WORK TO DO:
Could you write out all of these entries again, requests included, with every x and y coordinate in the answers shifted up by 62, while the requests and their sample coordinates stay unchanged? Please leave the pictures out of your answer.

Entries excerpted from a collection:

┄┄┄┄┄┄┄┄┄┄

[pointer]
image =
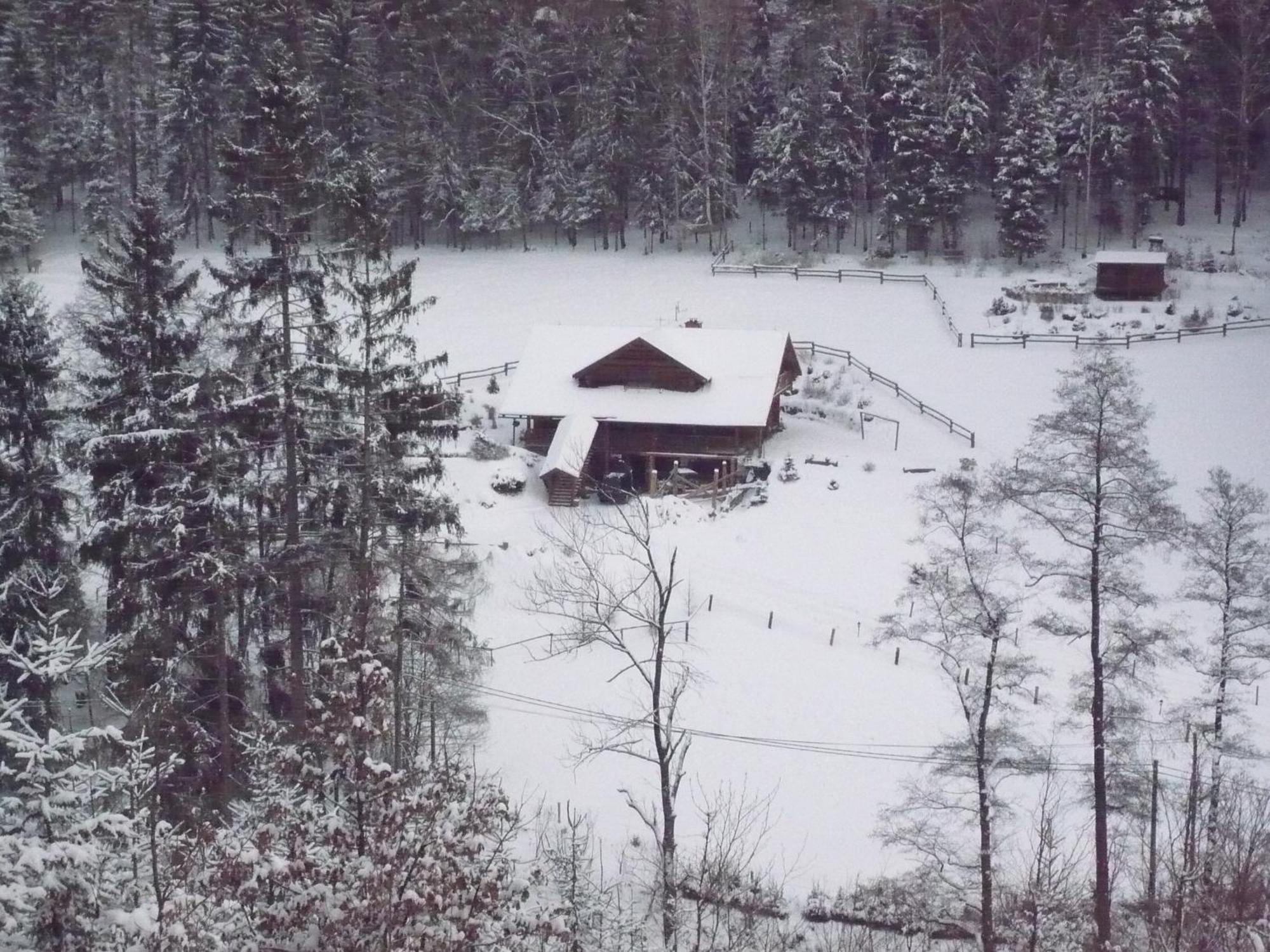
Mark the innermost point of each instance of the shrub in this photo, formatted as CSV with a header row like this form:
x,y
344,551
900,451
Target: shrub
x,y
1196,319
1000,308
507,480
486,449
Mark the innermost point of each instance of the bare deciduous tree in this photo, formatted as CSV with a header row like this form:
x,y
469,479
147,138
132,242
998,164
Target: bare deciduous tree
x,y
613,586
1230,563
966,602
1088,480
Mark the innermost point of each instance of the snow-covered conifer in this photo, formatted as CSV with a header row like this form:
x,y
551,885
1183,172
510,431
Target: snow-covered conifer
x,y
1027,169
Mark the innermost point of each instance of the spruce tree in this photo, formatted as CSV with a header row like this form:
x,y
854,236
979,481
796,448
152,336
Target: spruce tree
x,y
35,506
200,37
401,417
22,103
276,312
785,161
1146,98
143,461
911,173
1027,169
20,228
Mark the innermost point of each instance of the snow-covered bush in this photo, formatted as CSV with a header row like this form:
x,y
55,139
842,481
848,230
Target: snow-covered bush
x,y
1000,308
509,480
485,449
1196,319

┄┄┄┄┄┄┄┄┄┄

SOLUTION FOR THIS TASK:
[pointer]
image =
Mark the innermost point of each instance of the shrub in this photo, formatted as CSV with a header row like this form:
x,y
344,551
900,451
Target: shrub
x,y
1258,381
1062,370
569,542
548,511
Mark the innermost point of each instance of the bare deciduous tree in this photo, formatted as CSV with a header row like this form:
x,y
469,479
147,138
132,242
998,164
Target: bare deciduous tree
x,y
675,648
1292,625
1028,664
1150,542
Mark the innermost point of each instance of the snow-covered conifer in this photo, formatted as CSV with a header row like this form:
x,y
551,885
1183,172
510,431
Target: snow-covered conifer
x,y
1089,231
Mark the innermost point of each instance of the spruce tree in this photo, formatted as CSV with a header row like this form:
x,y
854,236
979,481
796,448
152,336
Target: spruce tree
x,y
97,568
262,99
463,479
84,165
338,374
847,223
1208,160
205,523
973,235
1089,231
82,290
Mark the innermost point of each instance of the snow-covered bush in this photo, formatted as CSV with a header row like this form:
x,y
55,139
842,481
848,230
Target: snow-covered bush
x,y
1062,370
571,542
547,511
1258,381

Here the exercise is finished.